■ **DIRECTIONS FOR THIS TASK**:
Give the lines from the one containing "bbox: computer monitor" through the one containing "top-left (0, 0), bottom-right (480, 204)", inclusive, as a numbered list, omitting blank lines.

■ **EXCERPTED RECORDS**:
— START —

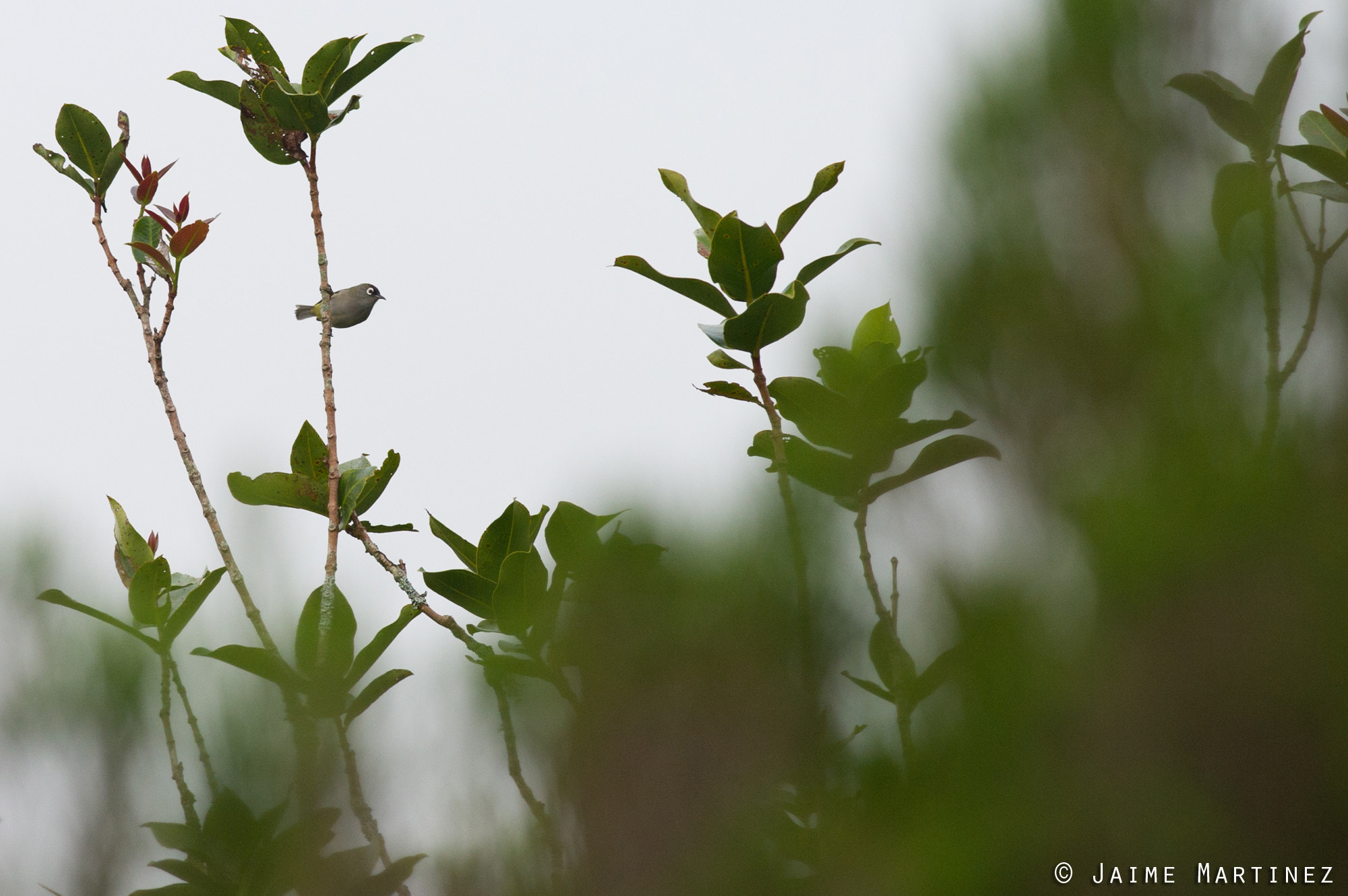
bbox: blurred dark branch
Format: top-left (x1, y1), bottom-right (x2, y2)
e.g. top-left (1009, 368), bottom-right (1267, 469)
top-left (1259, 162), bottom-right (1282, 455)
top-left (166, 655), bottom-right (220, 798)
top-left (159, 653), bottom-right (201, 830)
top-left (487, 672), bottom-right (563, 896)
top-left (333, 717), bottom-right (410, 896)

— END —
— START —

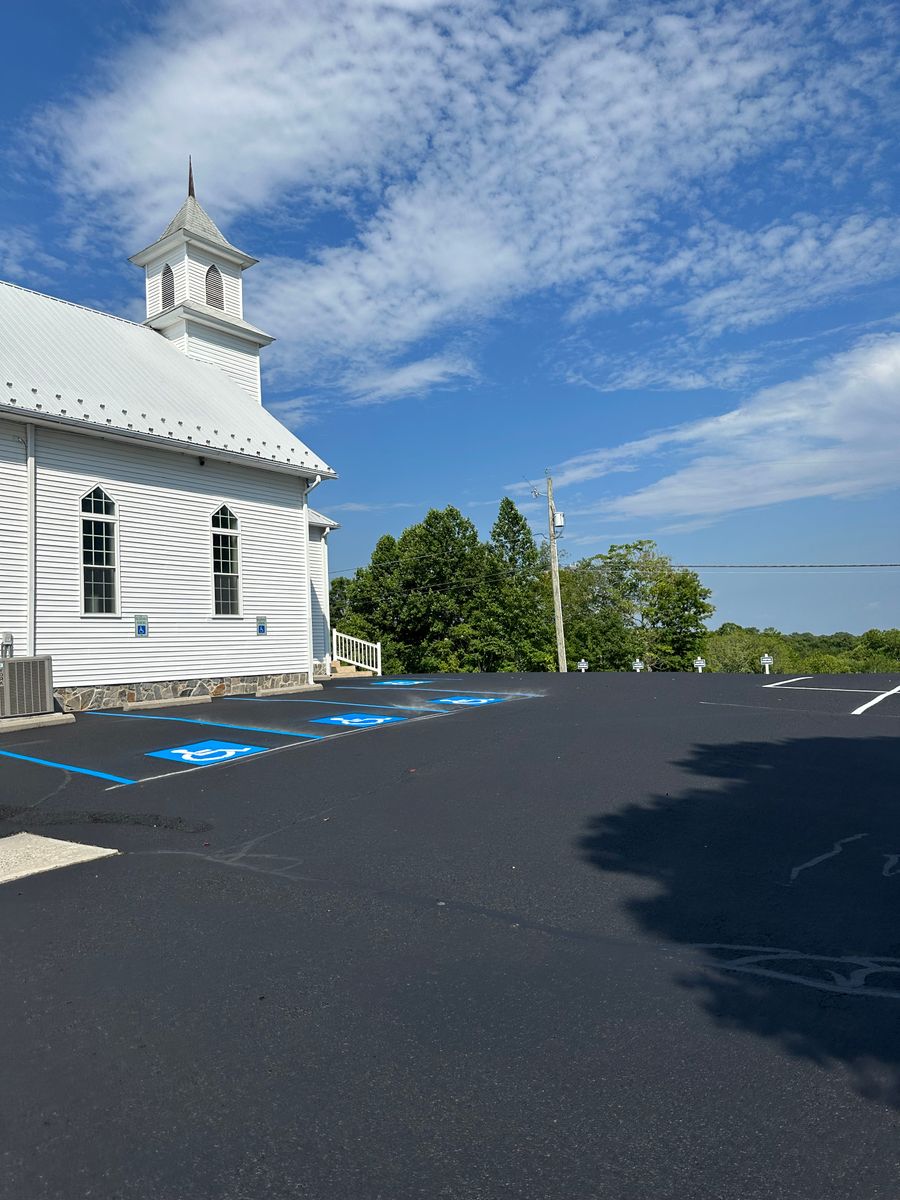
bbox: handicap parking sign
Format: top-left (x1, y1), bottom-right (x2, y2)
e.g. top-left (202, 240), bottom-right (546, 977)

— END —
— START —

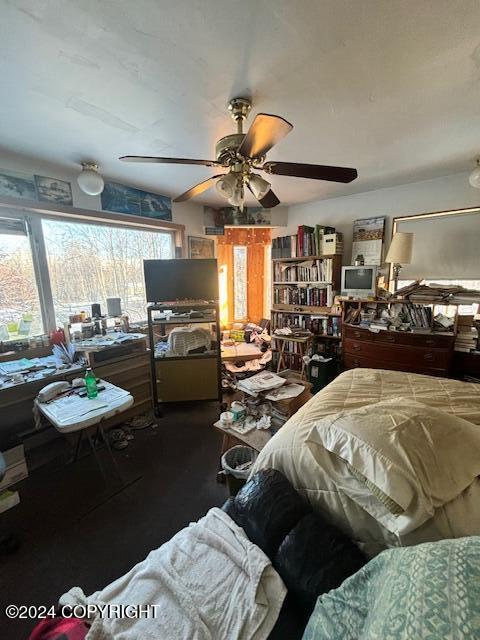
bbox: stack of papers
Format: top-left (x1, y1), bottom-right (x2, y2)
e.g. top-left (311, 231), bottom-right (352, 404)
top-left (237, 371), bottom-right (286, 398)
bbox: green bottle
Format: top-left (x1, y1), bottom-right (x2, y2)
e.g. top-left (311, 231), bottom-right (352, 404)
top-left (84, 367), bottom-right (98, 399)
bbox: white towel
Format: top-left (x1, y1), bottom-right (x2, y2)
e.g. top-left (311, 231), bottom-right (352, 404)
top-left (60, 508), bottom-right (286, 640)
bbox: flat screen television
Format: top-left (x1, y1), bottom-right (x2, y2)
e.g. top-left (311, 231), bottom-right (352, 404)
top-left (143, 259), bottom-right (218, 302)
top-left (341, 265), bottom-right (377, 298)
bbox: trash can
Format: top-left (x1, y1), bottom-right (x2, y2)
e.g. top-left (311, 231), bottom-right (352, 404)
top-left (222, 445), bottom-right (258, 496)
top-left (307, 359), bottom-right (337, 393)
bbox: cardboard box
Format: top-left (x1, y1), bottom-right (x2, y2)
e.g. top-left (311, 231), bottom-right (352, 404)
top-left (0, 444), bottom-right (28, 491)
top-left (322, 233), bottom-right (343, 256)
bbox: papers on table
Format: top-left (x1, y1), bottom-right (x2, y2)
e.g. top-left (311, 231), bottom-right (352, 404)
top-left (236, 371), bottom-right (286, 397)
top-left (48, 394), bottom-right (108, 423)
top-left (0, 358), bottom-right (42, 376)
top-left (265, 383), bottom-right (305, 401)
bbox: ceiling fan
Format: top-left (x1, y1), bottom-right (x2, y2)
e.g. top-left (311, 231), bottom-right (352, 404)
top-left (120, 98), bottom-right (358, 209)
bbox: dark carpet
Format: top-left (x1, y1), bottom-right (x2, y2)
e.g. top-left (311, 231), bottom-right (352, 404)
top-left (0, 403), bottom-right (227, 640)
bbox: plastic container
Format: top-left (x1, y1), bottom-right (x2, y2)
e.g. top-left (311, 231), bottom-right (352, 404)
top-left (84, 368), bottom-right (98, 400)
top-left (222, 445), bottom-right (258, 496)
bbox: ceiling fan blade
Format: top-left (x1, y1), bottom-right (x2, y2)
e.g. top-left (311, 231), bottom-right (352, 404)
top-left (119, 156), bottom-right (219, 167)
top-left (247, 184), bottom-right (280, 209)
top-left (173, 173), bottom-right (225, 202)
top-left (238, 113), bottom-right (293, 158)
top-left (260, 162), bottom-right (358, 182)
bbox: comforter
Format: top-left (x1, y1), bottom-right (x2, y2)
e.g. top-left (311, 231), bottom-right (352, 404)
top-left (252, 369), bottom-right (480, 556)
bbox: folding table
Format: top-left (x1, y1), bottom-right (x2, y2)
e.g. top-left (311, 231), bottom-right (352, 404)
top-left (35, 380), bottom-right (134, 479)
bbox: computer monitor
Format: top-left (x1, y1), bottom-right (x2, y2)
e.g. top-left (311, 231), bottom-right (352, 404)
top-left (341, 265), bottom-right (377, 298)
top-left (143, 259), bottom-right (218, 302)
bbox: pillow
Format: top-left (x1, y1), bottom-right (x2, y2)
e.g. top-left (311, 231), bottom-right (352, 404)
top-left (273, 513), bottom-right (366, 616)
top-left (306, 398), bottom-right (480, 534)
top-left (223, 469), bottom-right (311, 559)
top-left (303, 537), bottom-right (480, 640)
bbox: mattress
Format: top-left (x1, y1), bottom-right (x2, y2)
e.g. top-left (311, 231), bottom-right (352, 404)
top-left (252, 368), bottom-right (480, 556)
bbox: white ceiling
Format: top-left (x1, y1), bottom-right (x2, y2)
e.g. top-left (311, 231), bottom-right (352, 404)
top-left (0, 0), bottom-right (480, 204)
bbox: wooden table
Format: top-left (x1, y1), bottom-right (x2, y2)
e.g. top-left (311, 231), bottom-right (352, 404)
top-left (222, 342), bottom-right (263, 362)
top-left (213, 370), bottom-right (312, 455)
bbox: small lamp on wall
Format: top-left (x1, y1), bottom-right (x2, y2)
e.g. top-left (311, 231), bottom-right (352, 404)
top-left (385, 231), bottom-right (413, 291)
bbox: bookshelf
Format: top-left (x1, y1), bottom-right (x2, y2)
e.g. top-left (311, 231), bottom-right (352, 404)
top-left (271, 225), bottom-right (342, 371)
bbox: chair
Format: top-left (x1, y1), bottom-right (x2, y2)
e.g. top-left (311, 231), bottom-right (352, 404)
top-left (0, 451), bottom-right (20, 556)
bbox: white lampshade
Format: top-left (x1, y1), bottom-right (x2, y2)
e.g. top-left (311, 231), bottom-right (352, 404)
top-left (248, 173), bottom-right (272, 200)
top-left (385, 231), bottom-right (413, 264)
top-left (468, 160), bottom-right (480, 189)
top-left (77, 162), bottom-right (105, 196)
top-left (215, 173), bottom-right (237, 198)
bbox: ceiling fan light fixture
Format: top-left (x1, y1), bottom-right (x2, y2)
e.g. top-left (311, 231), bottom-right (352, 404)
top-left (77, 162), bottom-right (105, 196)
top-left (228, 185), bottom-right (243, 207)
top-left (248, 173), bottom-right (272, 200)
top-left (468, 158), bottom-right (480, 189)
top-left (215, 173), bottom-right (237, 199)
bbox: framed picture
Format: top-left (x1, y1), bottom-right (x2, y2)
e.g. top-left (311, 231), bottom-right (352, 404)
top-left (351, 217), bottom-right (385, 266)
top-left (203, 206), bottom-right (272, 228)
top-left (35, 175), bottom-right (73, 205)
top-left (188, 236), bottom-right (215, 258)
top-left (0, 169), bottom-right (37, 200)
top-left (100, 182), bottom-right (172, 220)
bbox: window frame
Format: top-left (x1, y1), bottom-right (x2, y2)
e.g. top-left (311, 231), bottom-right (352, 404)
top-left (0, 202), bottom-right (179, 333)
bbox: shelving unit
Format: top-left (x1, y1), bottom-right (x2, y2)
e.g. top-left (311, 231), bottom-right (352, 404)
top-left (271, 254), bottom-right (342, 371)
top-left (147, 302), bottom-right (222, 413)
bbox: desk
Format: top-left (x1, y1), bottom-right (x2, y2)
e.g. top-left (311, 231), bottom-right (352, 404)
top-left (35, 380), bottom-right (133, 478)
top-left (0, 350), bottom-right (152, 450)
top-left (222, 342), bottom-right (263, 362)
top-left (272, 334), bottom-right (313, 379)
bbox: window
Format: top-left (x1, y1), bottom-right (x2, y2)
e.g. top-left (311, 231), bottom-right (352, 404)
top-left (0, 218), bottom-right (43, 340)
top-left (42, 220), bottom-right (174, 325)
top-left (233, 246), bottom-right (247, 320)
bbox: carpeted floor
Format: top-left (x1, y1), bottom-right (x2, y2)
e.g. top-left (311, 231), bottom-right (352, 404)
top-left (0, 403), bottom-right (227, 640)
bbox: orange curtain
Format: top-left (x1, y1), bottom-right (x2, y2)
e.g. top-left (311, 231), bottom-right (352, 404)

— END —

■ **RESULT OF THE TASK**:
1. bbox: computer monitor
2. Format: top-left (x1, y1), bottom-right (x2, y2)
3. e.g. top-left (311, 231), bottom-right (352, 404)
4. top-left (341, 265), bottom-right (377, 298)
5. top-left (143, 259), bottom-right (218, 302)
6. bbox: pillow
7. Format: top-left (x1, y1), bottom-right (x2, y2)
8. e.g. top-left (311, 231), bottom-right (352, 404)
9. top-left (273, 513), bottom-right (366, 616)
10. top-left (306, 398), bottom-right (480, 534)
11. top-left (223, 469), bottom-right (311, 559)
12. top-left (303, 537), bottom-right (480, 640)
13. bbox: mattress
14. Format: top-left (x1, y1), bottom-right (x2, y2)
15. e.g. top-left (311, 231), bottom-right (352, 404)
16. top-left (252, 368), bottom-right (480, 556)
17. bbox: white ceiling
18. Format: top-left (x1, y1), bottom-right (x2, y2)
19. e.g. top-left (311, 231), bottom-right (352, 404)
20. top-left (0, 0), bottom-right (480, 204)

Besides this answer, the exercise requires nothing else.